Start of Extracted records

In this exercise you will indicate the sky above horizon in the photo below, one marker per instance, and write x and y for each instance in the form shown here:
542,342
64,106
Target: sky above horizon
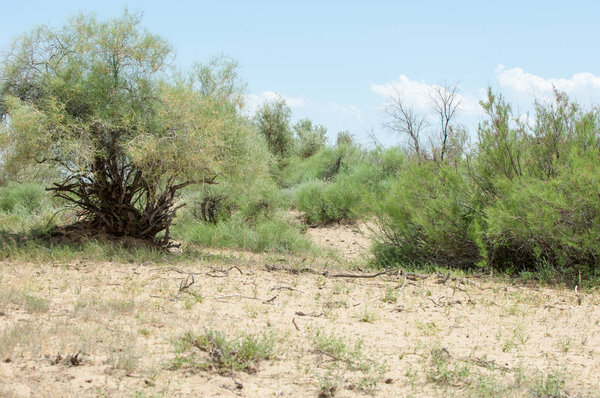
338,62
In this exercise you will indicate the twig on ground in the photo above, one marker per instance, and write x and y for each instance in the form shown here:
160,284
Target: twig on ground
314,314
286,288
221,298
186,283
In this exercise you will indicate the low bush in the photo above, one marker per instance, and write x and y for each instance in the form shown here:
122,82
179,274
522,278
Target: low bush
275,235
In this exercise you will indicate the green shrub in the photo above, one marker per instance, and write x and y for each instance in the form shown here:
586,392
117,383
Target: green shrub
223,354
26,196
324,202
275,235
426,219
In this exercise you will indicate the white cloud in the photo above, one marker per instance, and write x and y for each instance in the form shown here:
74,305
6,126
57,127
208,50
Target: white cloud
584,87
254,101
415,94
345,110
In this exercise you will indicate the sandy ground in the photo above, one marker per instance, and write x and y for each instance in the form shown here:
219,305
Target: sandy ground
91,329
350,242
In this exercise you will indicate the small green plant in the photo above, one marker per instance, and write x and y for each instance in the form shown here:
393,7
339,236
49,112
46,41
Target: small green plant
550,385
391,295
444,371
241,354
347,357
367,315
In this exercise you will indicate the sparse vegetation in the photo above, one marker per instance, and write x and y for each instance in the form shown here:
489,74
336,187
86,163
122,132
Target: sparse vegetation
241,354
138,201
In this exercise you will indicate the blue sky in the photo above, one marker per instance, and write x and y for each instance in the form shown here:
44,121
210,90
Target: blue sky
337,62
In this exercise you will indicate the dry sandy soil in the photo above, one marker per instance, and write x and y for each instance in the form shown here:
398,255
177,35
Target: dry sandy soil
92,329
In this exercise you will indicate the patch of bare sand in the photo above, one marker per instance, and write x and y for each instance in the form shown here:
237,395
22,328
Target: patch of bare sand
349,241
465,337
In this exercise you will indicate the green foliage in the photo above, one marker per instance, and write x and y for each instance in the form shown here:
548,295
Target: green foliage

End of Extracted records
Start of Extracted records

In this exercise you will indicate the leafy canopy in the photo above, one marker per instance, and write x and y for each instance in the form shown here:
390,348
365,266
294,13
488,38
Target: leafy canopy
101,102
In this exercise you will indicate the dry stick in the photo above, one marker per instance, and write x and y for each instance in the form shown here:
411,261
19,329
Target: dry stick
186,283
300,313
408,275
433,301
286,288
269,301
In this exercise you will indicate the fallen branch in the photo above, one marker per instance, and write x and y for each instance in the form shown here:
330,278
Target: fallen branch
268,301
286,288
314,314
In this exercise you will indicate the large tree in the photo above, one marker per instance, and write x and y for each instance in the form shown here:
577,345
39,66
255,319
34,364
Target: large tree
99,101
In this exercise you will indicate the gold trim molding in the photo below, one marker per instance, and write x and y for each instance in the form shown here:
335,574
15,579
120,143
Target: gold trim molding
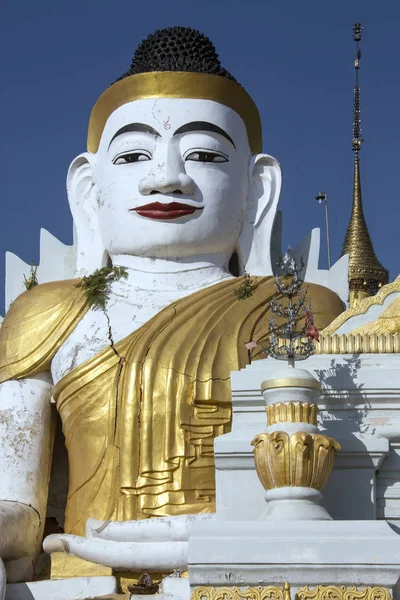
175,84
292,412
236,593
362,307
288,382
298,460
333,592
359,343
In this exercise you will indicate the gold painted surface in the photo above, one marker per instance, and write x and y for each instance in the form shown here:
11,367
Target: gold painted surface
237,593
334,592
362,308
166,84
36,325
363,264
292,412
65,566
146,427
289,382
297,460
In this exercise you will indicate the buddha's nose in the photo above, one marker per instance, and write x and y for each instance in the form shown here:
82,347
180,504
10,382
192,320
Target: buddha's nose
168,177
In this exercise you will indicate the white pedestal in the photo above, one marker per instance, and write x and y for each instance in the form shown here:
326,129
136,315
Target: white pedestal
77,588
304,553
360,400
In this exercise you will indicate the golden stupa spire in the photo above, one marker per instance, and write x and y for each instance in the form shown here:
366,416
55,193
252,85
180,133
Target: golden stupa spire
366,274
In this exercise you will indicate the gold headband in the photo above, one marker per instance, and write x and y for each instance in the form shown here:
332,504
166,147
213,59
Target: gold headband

End of Extracted records

• Directions for this task:
Beginning at the line with "In this exercise you will indicate the gold headband" and stopping after the line with "Target: gold headband", please write out every line of the data above exactly and nothing else.

• Result of this task:
In this exercise you will indicate the gold headband in the photo above, one marker per instance, and write x and y for each instance in the form shown here:
332,504
166,147
213,59
Target: gold headband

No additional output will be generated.